_PROBLEM TO SOLVE_
With the pictures left out, output the records below exactly.

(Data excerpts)
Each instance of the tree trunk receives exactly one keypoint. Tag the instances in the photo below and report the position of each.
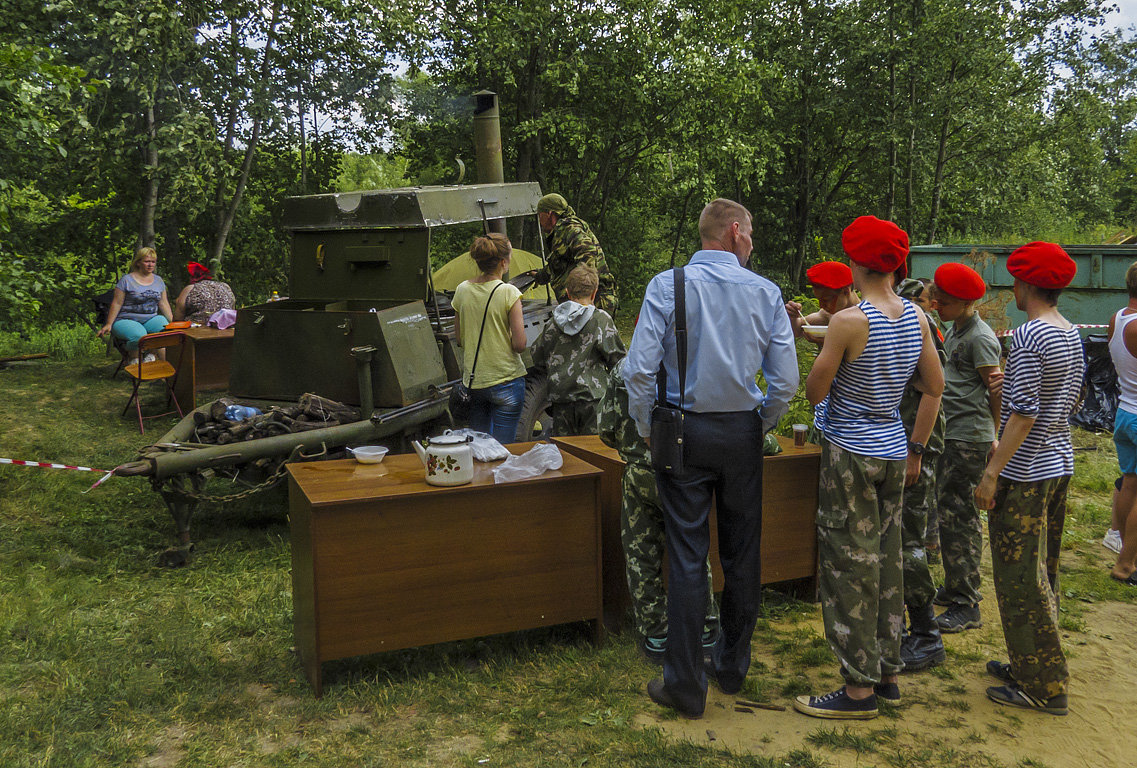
(147, 238)
(890, 201)
(229, 214)
(304, 142)
(937, 190)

_PROBLEM SOLUTION_
Each instance of the tree trunk receives exactly one keypoint. Tag the instances in the photo below and report the position of each.
(147, 238)
(890, 201)
(229, 214)
(304, 142)
(937, 190)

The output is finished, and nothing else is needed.